◆ **Records pointing to named objects**
- - -

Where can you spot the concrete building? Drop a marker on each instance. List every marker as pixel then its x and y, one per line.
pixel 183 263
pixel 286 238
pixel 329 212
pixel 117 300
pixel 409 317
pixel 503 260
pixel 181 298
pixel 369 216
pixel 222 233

- - -

◆ **AIM OF THE EXERCISE**
Write out the records again, swapping each "marker" for "pin" and keeping everything else the same.

◆ **THE RESPONSE**
Where can you spot the concrete building? Drop a pin on each instance. List every pin as pixel then its x and y, one per line.
pixel 183 263
pixel 286 238
pixel 329 212
pixel 117 300
pixel 409 317
pixel 503 260
pixel 181 298
pixel 369 216
pixel 222 233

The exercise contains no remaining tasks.